*Text shown*:
----------

Writer and Director: Ameen Nayfeh
Dividing countries with a wall may be a populist political strategy for countries worried about immigration but it is the families and workers who must travel to both sides every day that pay a significant human cost. Ameen Nayfeh’s new film 200 Meters is about a family divided between the West Bank and Israel, a journey-film in which a group of strangers, each with their own agenda, must undertake an illegal road trip to the other side of the wall.
Mustafa lives on the West Bank 200 metres from the wall that divides him from the house his wife shares with their children in Israel. Refusing the Israeli ID that allows his family to travel freely, Mustafa obtains a work permit to travel across each day but expired paperwork leaves him with no way of crossing the divide when his son is rushed to hospital and Mustafa sets out on a difficult journey.

----------

*Data for analysis*:
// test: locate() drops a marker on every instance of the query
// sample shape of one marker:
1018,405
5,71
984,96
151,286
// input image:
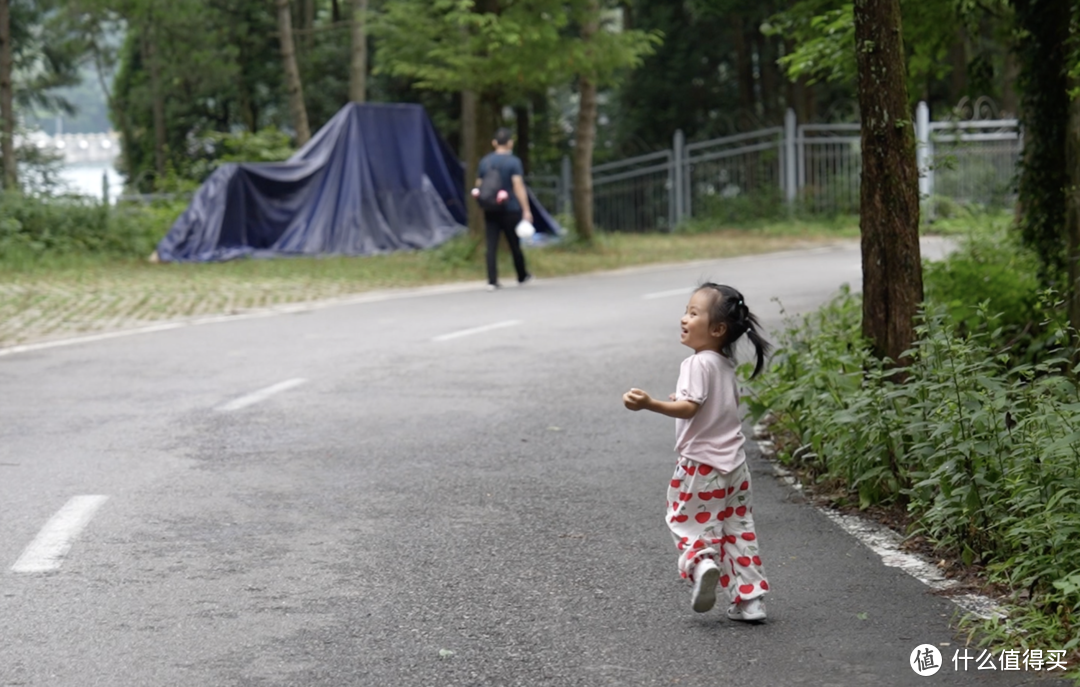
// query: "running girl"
710,510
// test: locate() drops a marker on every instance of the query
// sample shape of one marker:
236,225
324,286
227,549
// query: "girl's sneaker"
704,587
752,610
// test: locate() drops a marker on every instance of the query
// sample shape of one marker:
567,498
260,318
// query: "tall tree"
481,50
889,199
1042,50
358,70
1072,160
584,137
7,105
599,55
297,108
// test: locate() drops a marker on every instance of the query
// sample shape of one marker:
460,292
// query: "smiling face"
698,333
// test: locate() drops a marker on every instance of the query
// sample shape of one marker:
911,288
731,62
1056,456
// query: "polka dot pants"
711,516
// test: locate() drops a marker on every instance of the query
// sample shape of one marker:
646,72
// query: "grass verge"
48,296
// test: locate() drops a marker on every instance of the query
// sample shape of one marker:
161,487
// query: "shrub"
34,227
985,455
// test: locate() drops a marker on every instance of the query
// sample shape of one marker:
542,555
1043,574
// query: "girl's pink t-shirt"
714,434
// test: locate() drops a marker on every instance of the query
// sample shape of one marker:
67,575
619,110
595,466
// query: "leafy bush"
993,270
985,456
34,227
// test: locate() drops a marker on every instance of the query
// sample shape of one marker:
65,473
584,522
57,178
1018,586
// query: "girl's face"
698,333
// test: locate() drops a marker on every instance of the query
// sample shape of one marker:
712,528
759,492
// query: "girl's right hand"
635,400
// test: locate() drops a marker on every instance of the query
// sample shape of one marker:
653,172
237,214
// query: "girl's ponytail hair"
729,309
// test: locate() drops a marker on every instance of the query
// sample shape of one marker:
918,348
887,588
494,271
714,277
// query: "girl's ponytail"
761,347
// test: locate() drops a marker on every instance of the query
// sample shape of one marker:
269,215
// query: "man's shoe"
704,587
752,610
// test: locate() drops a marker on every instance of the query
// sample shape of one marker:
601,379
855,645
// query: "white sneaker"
752,610
704,587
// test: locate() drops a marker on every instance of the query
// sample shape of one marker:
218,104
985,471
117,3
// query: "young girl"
709,499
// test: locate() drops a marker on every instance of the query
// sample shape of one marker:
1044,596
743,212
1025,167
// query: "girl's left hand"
635,399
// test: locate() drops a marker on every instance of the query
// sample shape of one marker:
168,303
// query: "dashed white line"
49,548
261,394
486,327
665,294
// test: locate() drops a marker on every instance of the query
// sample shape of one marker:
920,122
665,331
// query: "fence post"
565,197
791,176
923,158
676,198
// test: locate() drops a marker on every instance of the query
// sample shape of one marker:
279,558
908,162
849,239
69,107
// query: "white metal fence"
810,167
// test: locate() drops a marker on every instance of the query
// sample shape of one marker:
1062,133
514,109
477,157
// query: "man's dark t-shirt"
509,165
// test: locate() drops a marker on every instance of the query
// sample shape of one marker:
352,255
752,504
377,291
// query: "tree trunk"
10,176
296,108
958,58
584,133
889,194
157,104
1042,54
584,140
767,64
522,145
309,24
1010,99
358,67
470,152
1072,214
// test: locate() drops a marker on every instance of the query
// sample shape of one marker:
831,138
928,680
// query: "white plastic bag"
525,229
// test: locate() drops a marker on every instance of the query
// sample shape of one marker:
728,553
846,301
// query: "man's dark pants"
503,223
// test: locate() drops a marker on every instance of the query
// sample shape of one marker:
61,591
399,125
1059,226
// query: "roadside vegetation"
70,266
973,447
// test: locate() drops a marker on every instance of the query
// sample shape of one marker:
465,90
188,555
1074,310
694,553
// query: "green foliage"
216,148
823,36
450,45
1042,41
32,228
993,271
985,456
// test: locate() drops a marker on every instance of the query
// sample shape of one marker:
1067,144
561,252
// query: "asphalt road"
421,503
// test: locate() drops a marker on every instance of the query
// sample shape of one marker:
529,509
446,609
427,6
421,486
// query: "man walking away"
500,191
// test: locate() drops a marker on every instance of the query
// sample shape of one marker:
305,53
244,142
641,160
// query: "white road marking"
665,294
486,327
261,394
48,549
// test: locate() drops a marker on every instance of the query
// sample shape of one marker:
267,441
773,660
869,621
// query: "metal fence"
810,167
634,194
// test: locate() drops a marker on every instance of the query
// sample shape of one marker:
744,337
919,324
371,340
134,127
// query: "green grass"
48,295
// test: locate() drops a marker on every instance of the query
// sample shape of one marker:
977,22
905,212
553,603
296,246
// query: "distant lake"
86,179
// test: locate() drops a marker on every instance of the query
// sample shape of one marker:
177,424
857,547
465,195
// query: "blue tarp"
376,178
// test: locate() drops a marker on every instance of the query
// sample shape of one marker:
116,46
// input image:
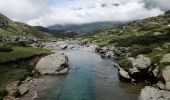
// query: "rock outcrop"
53,64
166,58
164,83
142,62
123,75
151,93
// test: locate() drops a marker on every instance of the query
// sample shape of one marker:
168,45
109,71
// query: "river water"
90,78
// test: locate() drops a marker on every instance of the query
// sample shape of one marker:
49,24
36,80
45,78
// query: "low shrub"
17,94
3,93
5,49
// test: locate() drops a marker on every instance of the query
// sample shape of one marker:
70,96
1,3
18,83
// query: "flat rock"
151,93
12,87
166,58
141,62
53,64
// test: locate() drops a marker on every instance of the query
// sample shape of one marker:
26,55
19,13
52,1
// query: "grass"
12,74
18,52
21,53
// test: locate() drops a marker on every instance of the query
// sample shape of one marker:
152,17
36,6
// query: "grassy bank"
11,52
21,53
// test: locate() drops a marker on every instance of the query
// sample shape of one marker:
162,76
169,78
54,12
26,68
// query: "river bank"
138,69
90,78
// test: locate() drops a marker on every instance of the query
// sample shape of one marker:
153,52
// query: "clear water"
90,78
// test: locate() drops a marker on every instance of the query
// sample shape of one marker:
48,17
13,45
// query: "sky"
50,12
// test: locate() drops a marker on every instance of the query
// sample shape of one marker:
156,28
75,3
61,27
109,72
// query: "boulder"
12,87
141,62
109,54
166,58
151,93
135,73
24,88
166,79
53,64
123,75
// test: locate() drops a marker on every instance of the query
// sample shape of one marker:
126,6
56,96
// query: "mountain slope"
151,27
86,28
9,27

----------

Set down the stretch of the 200 Meters film description from "Writer and Director: Ameen" through "a difficult journey.".

*Result of the task*:
Writer and Director: Ameen Nayfeh
Dividing countries with a wall may be a populist political strategy for countries worried about immigration but it is the families and workers who must travel to both sides every day that pay a significant human cost. Ameen Nayfeh’s new film 200 Meters is about a family divided between the West Bank and Israel, a journey-film in which a group of strangers, each with their own agenda, must undertake an illegal road trip to the other side of the wall.
Mustafa lives on the West Bank 200 metres from the wall that divides him from the house his wife shares with their children in Israel. Refusing the Israeli ID that allows his family to travel freely, Mustafa obtains a work permit to travel across each day but expired paperwork leaves him with no way of crossing the divide when his son is rushed to hospital and Mustafa sets out on a difficult journey.